▶ [Task description]: Repeat every one of the records below word for word, with no changes.

** Begin Material supplied **

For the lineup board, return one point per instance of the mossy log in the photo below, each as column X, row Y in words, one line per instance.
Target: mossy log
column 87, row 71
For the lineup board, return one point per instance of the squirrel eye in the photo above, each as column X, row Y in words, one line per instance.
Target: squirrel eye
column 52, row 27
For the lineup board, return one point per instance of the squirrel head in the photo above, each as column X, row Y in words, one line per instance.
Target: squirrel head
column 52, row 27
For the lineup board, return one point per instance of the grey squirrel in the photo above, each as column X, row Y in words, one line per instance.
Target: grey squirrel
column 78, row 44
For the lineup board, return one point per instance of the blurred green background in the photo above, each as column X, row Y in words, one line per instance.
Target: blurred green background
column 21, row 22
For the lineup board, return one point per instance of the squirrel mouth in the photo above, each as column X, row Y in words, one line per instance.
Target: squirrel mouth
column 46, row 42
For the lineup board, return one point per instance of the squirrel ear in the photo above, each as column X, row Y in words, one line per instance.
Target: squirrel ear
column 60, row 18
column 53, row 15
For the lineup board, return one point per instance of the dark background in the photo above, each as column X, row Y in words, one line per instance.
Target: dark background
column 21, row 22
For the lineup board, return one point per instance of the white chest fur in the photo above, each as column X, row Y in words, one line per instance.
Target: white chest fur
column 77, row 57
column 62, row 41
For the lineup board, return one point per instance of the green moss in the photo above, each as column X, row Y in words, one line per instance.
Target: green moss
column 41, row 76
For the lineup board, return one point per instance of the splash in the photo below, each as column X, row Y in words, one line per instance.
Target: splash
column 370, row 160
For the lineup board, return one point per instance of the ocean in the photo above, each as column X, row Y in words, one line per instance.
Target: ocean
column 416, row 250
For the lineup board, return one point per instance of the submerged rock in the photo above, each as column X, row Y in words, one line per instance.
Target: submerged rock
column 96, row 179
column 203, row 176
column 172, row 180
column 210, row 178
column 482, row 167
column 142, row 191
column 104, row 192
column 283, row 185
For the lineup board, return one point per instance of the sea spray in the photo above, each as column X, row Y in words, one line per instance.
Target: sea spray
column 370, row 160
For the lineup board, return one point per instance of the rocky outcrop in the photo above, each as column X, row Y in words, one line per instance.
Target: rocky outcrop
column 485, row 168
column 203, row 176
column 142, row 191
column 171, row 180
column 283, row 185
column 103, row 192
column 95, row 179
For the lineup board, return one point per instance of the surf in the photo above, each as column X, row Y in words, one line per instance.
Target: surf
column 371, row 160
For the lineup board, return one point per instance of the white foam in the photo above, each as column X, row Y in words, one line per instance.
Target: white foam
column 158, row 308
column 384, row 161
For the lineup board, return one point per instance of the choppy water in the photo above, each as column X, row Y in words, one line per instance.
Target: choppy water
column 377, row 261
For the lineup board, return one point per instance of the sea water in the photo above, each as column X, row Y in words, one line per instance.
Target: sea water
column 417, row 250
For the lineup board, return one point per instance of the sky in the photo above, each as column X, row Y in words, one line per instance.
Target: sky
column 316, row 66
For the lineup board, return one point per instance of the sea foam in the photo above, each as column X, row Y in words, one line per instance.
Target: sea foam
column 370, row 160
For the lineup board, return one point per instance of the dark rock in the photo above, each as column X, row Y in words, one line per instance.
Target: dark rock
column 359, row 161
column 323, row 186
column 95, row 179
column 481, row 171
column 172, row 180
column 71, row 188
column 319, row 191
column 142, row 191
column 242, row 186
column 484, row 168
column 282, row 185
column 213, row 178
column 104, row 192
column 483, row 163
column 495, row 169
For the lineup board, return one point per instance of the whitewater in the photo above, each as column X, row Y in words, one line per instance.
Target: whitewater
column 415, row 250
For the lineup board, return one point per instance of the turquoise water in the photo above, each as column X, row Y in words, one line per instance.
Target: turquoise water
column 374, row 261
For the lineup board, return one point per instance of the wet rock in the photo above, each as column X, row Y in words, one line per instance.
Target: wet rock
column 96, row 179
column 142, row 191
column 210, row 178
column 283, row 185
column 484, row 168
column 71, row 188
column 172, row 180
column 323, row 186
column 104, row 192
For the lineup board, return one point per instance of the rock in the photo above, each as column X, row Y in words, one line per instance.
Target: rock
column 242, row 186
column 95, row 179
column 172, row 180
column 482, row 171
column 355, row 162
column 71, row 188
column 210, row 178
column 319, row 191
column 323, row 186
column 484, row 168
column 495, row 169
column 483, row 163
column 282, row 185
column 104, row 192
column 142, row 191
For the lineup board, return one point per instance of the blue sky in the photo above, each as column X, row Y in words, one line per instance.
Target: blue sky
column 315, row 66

** End Material supplied **

▶ [Task output]:
For the lineup board, return one point per instance of the mossy log in the photo below, each as column X, row Y in words, one line per instance.
Target: mossy log
column 87, row 71
For the lineup board, return one point per instance of the squirrel eye in the photo above, each as column X, row Y in words, one line per instance.
Target: squirrel eye
column 52, row 27
For the lineup board, return one point per instance of the squirrel head in the photo above, each as column X, row Y in words, one line per instance.
Target: squirrel head
column 52, row 27
For the lineup board, return one point per instance of the grey squirrel in the photo above, each as column X, row Y in words, one line per instance.
Target: grey squirrel
column 78, row 44
For the lineup board, return one point per instance of the blurred green background in the photo above, each as column X, row Y in words, one line per instance.
Target: blurred green background
column 21, row 22
For the lineup board, return one point per instance of the squirrel mouth in the photo above, each as column X, row Y in words, one line per instance.
Target: squirrel mouth
column 46, row 42
For the lineup board, return one point per instance of the squirrel ear in the photo above, each as column X, row Y in words, one line per instance.
Target: squirrel ear
column 60, row 18
column 53, row 15
For the lineup board, return one point per instance of the dark background in the photo above, each as column X, row Y in words, one line per instance.
Target: dark background
column 21, row 22
For the lineup board, return one point per instance of the white chest fur in the photo above, each as column X, row Y in words, one line per instance.
Target: white chest fur
column 77, row 57
column 62, row 41
For the lineup board, return one point per instance of the green moss in the photo above, each as column X, row Y in words, one line per instance.
Target: green moss
column 41, row 76
For the lineup board, return one point per instance of the splash in the photo below, each as column X, row Y in words, one line per instance.
Target: splash
column 370, row 160
For the lineup board, return one point per instance of the ocean in the photo above, each as column X, row Y in words, one line per instance.
Target: ocean
column 416, row 250
For the lineup board, return one point per instance of the submerged rock in the photo above, each as column X, row Y in words, one line per instance.
Target: submerged rock
column 96, row 179
column 203, row 176
column 172, row 180
column 210, row 178
column 482, row 167
column 142, row 191
column 104, row 192
column 283, row 185
For the lineup board, return one point per instance of the sea spray in the photo above, each as column X, row Y in words, one line per instance.
Target: sea spray
column 370, row 160
For the lineup board, return one point per instance of the rocky outcrop in the photo above, each as column X, row Y in words, one line per instance.
Target: rocky outcrop
column 485, row 168
column 203, row 176
column 142, row 191
column 171, row 180
column 283, row 185
column 103, row 192
column 95, row 179
For the lineup board, return one point per instance of the surf in the photo above, each as column X, row Y in words, one line per instance.
Target: surf
column 371, row 160
For the lineup board, return one point per instance of the white foam in the photo above, each as column X, row Y in words, one line per instance.
Target: white foam
column 158, row 308
column 384, row 161
For the lineup board, return one point per instance of the choppy water in the photo above, each as column X, row Y in words, one line per instance.
Target: choppy water
column 377, row 261
For the lineup board, return one point per instance of the sea water in the photo above, each as column X, row Y in words, one line per instance.
Target: sea water
column 417, row 250
For the lineup board, return one point per instance of the sky in the photo above, each as column X, row Y in words, one line per instance.
Target: sky
column 316, row 66
For the lineup board, return one point per instance of the sea foam in the photo above, each as column X, row Y in words, one line per instance.
Target: sea foam
column 370, row 160
For the lineup board, return one point per instance of the dark rock in the photo above, each as column X, row Y in words, one line per instance.
Target: dark rock
column 359, row 161
column 323, row 186
column 95, row 179
column 481, row 171
column 172, row 180
column 71, row 188
column 319, row 191
column 142, row 191
column 242, row 186
column 484, row 168
column 282, row 185
column 213, row 178
column 104, row 192
column 483, row 163
column 495, row 169
For the lineup board, return one point per instance of the whitewater in the photo above, each as column X, row Y in words, one line per instance.
Target: whitewater
column 415, row 250
For the lineup board, return one point per instance of the turquoise water in the photo above, each as column X, row Y in words, one line per instance.
Target: turquoise water
column 374, row 261
For the lineup board, return one point per instance of the wet rock in the photo above, each as column X, row Y in words, one line per instance.
Target: wet rock
column 96, row 179
column 142, row 191
column 210, row 178
column 283, row 185
column 484, row 168
column 71, row 188
column 172, row 180
column 323, row 186
column 104, row 192
For the lineup board, return one point per instance of the rock in the photo above, each as column X, row Y in words, one line per instance.
Target: rock
column 242, row 186
column 95, row 179
column 172, row 180
column 482, row 171
column 355, row 162
column 71, row 188
column 210, row 178
column 319, row 191
column 323, row 186
column 484, row 168
column 495, row 169
column 483, row 163
column 282, row 185
column 104, row 192
column 142, row 191
For the lineup board, return one point per instance of the blue sky in the photo above, each as column X, row Y in words, one line per instance.
Target: blue sky
column 315, row 66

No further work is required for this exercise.